[Object detection data]
• • • • •

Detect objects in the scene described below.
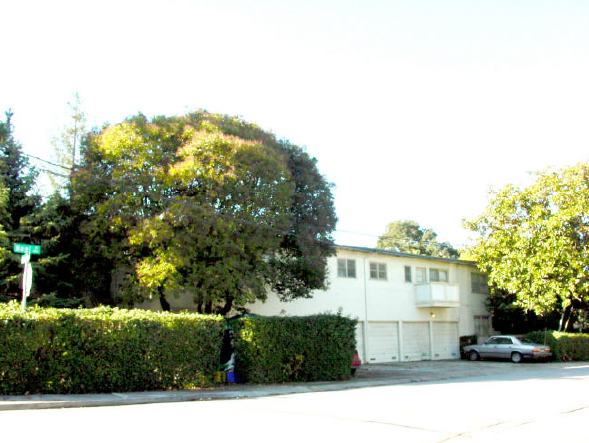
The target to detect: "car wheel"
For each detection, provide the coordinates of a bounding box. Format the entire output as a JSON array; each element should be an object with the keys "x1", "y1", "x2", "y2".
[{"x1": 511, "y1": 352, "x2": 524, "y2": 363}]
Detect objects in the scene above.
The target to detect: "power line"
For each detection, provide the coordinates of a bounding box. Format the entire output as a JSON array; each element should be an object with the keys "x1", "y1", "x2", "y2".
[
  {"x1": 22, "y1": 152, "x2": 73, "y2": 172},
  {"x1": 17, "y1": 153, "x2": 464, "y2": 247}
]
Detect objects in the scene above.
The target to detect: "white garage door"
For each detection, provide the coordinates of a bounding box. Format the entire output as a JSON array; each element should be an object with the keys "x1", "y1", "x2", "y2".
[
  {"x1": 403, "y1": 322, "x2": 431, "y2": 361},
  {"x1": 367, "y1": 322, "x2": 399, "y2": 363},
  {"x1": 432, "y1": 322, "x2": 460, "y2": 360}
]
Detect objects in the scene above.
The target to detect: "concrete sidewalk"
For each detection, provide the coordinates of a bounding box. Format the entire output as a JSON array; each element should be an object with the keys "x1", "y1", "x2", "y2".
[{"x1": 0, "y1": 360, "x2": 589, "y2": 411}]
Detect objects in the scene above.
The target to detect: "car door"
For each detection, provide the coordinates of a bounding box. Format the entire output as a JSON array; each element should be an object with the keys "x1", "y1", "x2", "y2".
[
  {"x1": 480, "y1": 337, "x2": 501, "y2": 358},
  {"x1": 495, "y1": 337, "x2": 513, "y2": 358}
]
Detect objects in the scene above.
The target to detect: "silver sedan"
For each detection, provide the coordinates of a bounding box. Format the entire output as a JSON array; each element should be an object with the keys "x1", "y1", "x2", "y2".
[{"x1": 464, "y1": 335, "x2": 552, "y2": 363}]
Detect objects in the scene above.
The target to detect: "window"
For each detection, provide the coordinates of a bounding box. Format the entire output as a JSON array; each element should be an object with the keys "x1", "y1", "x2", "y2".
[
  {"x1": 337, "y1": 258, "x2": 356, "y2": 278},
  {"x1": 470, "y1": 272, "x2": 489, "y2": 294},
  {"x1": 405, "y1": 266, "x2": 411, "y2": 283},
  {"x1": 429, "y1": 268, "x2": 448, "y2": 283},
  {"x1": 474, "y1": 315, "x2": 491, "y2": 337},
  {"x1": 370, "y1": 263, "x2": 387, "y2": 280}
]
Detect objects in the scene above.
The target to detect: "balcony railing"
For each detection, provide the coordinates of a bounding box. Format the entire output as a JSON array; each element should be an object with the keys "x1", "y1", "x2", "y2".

• • • • •

Please show every line from the rows above that contains the string "target".

▸ Answer for the task:
The target to detect: "car wheel"
The target to detect: "power line"
The target to detect: "white garage door"
The target to detect: "concrete sidewalk"
The target to detect: "car door"
The target to detect: "silver sedan"
The target to detect: "window"
The target to detect: "balcony railing"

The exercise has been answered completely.